### Selected text
The Claimants also provide the following chart indicating the relationships among some of these emanations, which was reproduced from the ISRO website:15

NRSC: National Remote Sensing Centre PRL: Physical Research Laboratory NARL- National Atmospheric Research Laboratory NE-SAC: North Eastern Space Applications Centre SCL Semi-Conductor Laboratory ISRO: Indan Space Research Organisation Antrix: Antnx Corporation Limited VSSC: Vikram Sarabhai Space Centre LPSC: Lquid Propulsion Systems Centre SDSC: Satish Dhawan Space Centre ISAC: ISRO Satellite Centre SAC: Space Applications Centre HSU: ISRO Inertial Systems Unit DECU: Development and Educational Communication Unit MCF: Master Control Facility ISTRAC: ISRO Telemetry. Tracking and Command Network LEOS: Laboratory for Electro-optic Systems IlST: Indian Institute of Space Science and Technology IIRS: Indian Institute of Remote Sensing

69.
According to the Claimants, at all times relevant to this dispute, the Space Commission, DOS, ISRO and Antrix operated in an integrated manner, with the same person serving as the Chairman of the Space Commission, Secretary of DOS, Chairman of ISRO, and Chairman of Antrix. Specifically, Dr. K. Kasturirangan served in these positions until August 2003. He was succeeded by Dr. G. Madhavan Nair, who served in these positions from September 2003 to October 2009; and thereafter from November 2009 until around July 2011, Dr. K.R. Radhakrishnan held these positions.16 The Claimants characterize Dr. Radhakrishnan as the "central actor in these proceedings..."17
70.
The Respondent denies this allegation and maintains that Antrix remained distinct from the other entities at all times.18

B. BACKGROUND TO THE DEVAS PROJECT

71.
The Devas Agreement forms the contractual framework to enable and facilitate the Devas project, which proposed to utilize part of the S-band capacity previously allocated to India by the International Telecommunications Union ("ITU").19

1. The S-band and Its Allocation within India

72.
The S-band is a portion of the electromagnetic spectrum found at 2500-2690 MHz (the "S-band").20 The S-band is a scarce and highly desirable spectrum due to its specific characteristics— its frequencies have low attenuation (i.e. the signal does not fade) and the signal can be sent and received by small units, such as mobile phones and laptop computers, without requiring the antenna on such units to be pointed directly at the satellite.21
73.
Of the capacity allocated to India, further allocations were made internally by India pursuant to its national planning, for example, to enable mobile satellite services ("MSS")22 and broadcast satellite services ("BSS").23
74.
The Parties disagree with regard to the allocation and utilization of S-band capacity in India. According to the Respondent, both the S-MSS and the S-BSS frequencies, from the outset of India's space program until the early part of the last decade, were utilized solely for non-commercial, national strategic and societal purposes at all relevant times.24 It adds that, in the early 2000s, 40MGz of S-MSS capacity were assigned to the Department of Telecommunications for use in the terrestrial communications industry, leaving the Department of Space with 80MGz of S-BSS and 70MGz capacity. The Claimants, however, contend that in 2001, the DOS was left with that latter capacity, which was not utilized at the time and that it needed to find ways of making commercial use of its allocated S-band spectrum in order to retain that allocation which would otherwise, under the ITU regulations, expire by September 2010 if it remained unused.25

2. The Proposed Devas Satellite-Terrestrial Communications System

75.

[Collected data]
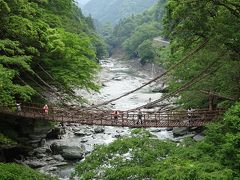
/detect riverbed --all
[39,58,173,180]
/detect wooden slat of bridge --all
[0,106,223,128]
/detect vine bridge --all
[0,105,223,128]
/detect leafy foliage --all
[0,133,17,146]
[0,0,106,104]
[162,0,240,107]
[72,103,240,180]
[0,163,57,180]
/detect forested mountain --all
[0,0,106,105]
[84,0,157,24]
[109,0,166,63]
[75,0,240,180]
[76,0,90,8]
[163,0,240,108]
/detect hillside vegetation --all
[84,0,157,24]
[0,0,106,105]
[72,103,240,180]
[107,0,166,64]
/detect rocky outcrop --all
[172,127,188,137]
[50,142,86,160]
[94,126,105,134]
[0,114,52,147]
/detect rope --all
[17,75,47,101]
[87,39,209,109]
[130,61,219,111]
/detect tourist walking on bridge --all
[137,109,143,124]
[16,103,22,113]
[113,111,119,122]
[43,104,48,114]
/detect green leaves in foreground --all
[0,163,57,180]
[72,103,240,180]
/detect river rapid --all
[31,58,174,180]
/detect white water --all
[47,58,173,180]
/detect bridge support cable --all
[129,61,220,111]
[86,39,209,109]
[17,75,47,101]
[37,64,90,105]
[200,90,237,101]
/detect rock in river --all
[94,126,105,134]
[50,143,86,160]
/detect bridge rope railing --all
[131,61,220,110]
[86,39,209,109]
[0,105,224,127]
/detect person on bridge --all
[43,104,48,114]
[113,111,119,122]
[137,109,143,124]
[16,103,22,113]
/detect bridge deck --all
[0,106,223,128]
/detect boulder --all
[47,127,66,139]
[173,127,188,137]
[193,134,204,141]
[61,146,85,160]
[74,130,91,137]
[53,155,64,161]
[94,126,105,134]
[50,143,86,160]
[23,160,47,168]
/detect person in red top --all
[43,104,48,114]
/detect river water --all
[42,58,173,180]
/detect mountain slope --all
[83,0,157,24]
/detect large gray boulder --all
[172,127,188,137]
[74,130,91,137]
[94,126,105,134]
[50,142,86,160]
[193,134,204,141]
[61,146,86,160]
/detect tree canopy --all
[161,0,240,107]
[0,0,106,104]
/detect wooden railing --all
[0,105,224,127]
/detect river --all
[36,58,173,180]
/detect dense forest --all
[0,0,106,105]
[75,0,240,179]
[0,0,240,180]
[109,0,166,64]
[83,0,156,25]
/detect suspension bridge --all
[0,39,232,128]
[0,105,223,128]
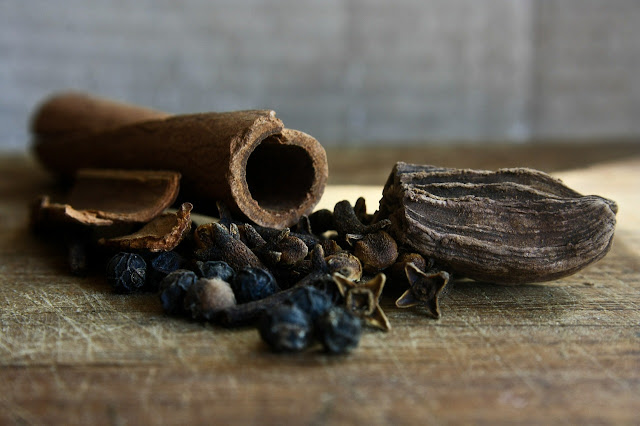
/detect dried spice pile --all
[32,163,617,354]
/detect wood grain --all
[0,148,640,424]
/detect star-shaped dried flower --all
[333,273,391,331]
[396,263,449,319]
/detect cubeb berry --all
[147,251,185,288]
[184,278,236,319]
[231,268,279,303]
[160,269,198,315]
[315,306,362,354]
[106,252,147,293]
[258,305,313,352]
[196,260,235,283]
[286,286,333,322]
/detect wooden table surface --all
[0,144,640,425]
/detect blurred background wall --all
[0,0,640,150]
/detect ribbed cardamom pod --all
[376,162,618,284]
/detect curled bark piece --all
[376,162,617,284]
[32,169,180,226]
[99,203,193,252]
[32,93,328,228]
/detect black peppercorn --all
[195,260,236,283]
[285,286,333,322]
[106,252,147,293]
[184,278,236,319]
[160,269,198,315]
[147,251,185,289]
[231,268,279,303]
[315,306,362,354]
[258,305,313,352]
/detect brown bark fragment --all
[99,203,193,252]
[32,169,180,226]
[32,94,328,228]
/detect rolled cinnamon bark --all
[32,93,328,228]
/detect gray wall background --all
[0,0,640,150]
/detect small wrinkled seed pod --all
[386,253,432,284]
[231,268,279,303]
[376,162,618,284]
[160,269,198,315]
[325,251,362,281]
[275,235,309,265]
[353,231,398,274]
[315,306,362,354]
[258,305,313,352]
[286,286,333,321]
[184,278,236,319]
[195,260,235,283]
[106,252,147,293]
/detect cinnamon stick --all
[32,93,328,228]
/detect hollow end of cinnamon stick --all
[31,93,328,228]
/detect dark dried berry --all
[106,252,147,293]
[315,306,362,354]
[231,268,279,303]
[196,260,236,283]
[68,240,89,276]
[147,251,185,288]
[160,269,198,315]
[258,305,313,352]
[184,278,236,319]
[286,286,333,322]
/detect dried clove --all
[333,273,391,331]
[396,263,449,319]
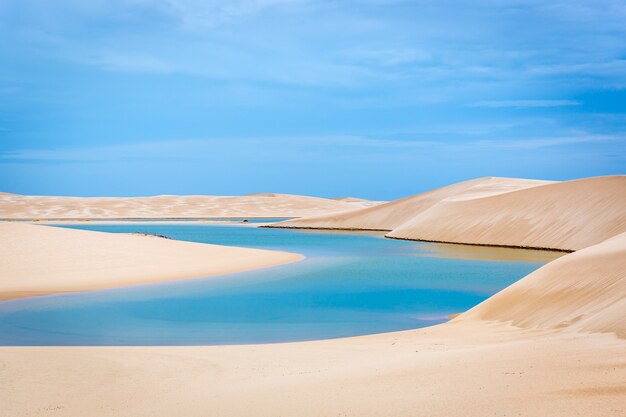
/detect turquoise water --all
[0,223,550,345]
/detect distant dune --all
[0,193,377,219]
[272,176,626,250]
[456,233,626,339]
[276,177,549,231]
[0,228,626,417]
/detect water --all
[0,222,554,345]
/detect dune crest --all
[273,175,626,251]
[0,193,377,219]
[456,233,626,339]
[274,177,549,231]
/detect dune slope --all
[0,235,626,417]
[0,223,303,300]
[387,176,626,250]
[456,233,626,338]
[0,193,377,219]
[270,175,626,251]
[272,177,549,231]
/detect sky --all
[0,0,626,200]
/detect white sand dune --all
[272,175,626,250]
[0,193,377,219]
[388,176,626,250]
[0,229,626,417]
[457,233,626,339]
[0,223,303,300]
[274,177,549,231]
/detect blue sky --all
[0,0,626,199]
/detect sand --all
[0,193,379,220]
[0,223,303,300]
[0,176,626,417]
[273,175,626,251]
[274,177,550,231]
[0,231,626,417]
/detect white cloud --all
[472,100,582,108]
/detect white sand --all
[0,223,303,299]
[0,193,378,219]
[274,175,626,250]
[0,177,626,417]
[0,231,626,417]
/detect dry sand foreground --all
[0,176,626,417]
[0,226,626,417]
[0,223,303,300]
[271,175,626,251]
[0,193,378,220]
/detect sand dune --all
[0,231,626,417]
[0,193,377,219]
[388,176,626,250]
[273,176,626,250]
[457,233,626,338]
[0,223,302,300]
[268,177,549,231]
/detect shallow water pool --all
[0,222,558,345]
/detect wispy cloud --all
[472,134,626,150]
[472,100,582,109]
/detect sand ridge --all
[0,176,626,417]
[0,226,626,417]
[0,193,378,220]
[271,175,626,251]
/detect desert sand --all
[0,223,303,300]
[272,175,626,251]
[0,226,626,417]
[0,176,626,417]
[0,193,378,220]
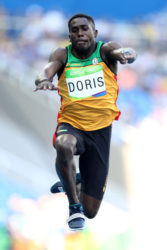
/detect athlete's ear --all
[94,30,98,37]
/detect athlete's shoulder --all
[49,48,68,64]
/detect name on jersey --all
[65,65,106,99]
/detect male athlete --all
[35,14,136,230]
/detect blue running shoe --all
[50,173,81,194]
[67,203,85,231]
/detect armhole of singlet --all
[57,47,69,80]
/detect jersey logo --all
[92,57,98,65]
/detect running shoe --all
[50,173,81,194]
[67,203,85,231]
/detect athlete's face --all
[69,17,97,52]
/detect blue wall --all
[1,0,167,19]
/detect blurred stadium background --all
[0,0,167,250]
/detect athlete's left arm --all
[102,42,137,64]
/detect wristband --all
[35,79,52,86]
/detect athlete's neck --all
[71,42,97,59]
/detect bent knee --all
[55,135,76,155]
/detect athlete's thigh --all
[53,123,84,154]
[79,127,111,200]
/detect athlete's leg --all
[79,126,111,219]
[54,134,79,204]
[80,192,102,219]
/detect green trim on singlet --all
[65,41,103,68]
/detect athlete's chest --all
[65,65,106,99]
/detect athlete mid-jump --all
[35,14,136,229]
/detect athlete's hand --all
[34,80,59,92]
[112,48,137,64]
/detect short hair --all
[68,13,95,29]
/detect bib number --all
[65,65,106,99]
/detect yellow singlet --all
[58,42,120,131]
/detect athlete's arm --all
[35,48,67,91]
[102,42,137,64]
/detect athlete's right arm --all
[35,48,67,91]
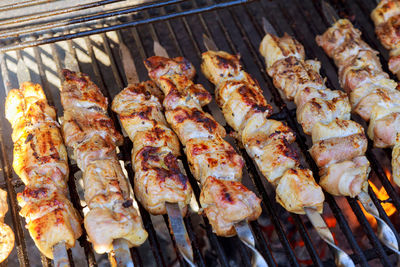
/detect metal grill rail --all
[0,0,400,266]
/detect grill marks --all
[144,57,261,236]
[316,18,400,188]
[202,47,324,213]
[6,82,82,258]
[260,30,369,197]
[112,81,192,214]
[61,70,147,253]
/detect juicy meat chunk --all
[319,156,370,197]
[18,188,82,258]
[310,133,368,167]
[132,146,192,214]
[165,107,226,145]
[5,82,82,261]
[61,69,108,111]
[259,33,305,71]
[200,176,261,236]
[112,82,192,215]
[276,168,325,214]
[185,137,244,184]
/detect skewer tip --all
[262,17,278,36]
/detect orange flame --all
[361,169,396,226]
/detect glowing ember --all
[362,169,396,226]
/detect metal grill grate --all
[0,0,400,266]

---

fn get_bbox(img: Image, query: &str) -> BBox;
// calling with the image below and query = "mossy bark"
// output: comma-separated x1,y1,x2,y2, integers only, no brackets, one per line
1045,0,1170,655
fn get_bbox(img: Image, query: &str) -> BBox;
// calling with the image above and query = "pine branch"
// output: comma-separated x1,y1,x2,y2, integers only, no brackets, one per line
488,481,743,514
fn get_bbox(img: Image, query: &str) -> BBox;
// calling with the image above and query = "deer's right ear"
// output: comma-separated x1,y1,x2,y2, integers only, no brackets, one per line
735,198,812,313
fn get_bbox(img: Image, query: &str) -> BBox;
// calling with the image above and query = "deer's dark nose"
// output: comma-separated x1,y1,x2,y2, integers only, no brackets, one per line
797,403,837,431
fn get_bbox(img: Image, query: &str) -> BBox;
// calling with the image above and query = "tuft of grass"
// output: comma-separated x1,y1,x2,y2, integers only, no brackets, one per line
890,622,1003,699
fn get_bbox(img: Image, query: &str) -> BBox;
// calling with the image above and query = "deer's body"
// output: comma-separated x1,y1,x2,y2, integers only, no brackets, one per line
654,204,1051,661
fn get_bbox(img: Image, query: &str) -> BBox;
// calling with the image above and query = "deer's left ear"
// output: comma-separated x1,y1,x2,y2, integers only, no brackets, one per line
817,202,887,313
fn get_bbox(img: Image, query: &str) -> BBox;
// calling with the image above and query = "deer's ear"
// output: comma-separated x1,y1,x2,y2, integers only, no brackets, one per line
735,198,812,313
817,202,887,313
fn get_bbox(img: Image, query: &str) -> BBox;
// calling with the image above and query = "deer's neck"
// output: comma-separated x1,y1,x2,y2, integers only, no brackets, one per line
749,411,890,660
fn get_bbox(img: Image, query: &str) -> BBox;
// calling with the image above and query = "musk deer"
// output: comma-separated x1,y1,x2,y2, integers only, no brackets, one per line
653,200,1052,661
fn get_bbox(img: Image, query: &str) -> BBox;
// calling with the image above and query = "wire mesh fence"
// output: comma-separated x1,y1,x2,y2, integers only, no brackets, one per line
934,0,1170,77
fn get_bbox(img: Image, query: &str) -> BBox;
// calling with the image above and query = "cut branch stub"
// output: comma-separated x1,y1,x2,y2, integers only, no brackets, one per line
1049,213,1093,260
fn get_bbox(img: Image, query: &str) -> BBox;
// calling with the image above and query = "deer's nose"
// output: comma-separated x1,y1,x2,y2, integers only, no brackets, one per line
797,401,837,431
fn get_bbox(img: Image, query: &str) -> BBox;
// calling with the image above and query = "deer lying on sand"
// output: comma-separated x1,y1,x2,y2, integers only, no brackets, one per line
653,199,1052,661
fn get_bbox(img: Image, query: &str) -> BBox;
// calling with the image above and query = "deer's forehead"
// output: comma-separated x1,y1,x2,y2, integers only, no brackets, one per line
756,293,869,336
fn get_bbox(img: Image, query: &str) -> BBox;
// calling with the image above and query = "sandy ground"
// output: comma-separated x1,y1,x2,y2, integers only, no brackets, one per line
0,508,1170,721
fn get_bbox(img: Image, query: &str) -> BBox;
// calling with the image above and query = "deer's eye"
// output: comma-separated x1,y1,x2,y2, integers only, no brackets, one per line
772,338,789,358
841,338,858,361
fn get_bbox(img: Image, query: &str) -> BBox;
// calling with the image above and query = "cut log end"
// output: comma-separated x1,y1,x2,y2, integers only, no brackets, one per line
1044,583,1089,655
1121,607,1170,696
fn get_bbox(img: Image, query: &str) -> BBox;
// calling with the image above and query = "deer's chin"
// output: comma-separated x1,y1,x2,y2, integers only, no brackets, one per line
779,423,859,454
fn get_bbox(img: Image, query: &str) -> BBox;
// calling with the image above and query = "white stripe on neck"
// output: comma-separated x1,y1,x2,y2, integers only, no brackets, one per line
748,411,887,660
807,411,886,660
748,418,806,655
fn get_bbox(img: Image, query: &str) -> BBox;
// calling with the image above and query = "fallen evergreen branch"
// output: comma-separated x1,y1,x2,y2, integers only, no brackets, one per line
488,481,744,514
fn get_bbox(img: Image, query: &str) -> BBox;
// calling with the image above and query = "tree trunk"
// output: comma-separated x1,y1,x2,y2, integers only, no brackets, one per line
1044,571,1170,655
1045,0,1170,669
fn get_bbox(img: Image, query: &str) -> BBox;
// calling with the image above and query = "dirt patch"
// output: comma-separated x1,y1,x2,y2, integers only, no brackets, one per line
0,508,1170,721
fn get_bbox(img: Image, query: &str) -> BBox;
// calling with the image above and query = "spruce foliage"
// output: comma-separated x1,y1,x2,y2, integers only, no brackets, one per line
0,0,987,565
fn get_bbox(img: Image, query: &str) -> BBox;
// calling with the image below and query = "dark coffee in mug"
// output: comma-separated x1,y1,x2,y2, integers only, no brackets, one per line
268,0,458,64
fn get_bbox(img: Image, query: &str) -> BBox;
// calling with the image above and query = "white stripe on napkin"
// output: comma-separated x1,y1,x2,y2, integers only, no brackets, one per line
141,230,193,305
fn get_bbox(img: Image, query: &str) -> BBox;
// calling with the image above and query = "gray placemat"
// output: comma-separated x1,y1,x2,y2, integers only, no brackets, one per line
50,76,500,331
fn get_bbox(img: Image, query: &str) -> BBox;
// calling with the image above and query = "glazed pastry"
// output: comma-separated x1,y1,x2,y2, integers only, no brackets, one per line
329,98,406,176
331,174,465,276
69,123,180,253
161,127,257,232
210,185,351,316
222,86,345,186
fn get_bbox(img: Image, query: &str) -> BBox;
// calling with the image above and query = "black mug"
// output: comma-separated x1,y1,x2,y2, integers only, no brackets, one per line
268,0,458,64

### Exercise prompt
Write the next part of the arbitration excerpt about the Devas project, starting right after its last line.

### Response
Early discussions concerning the proposed Devas project took place in 2003 between Antrix and Forge Advisors LLC ("Forge Advisors"), a U.S. company headed by Mr. Ramachandran Viswanathan,26 which led to a signed Memorandum of Understanding "to explore mutually beneficial opportunities in the area of digital multimedia services."27
76.
The Devas project envisaged the establishment of a hybrid satellite-terrestrial communications system involving both satellite and terrestrial transmission28 due to certain perceived advantages over a satellite-only communications system.29 This system would enable Devas to offer two main services to customers in India: broadband wireless access ("BWA") and audio-video ("AV") services, to facilitate the delivery of video, multimedia and information services across India to mobile users (together, "Devas Services").30
77.
According to the Claimants, this hybrid communications system required the construction of a network of Complementary Ground Components ("CGC"), often referred to as 'towers' or 'repeaters', on the surface of the earth that use the same frequency as a satellite.31 Satellite transmission would be augmented by terrestrial transmission to enable the reuse of satellite signals seamlessly.32
78.
It was proposed that ISRO would be responsible for developing the satellite segment by building, launching and operating two satellites and leasing transponder capacity on these satellites to Devas.33 In turn, Devas would be responsible for the terrestrial segment by, among other things, building the CGC elements of the network,34 notwithstanding the fact that the Devas Agreement did not address this latter aspect.35
79.
The following is a diagrammatic representation of how the Devas System would provide services, which was prepared for a presentation by Devas to Columbia Capital LLC and Telcom Ventures LLC in 2005:36
80.
One critical component of the hybrid communications system was sufficient S-band capacity, since the S-band signal could be received and sent from units in motion using compact omnidirectional antennae.37 As a practical matter, any S-band capacity allocated for Devas' use could not be simultaneously used by another operator as this could cause significant interference with the system or the total unavailability of the service.38

3. Negotiations Leading to the Devas Agreement

81.
In May 2004, at the direction of the chairman of ISRO, a High Power Committee was constituted to review the "technical feasibility, risk mitigation, time schedule, financial and organizational aspects" of the Devas project. This committee was chaired by Dr. K.N. Shankara (the "Shankara Committee").39
82.
The Shankara Committee concluded that the contemplated system of "satellite transmission [...] augmented by terrestrial transmission so as to reuse the signals seamlessly in Indian environment" was "technically sound and reliable" as well as "quite attractive." After further discussions, the Antrix Board "approved the draft agreement negotiated with Devas [and recommended by the Shankara Committee]."40
83.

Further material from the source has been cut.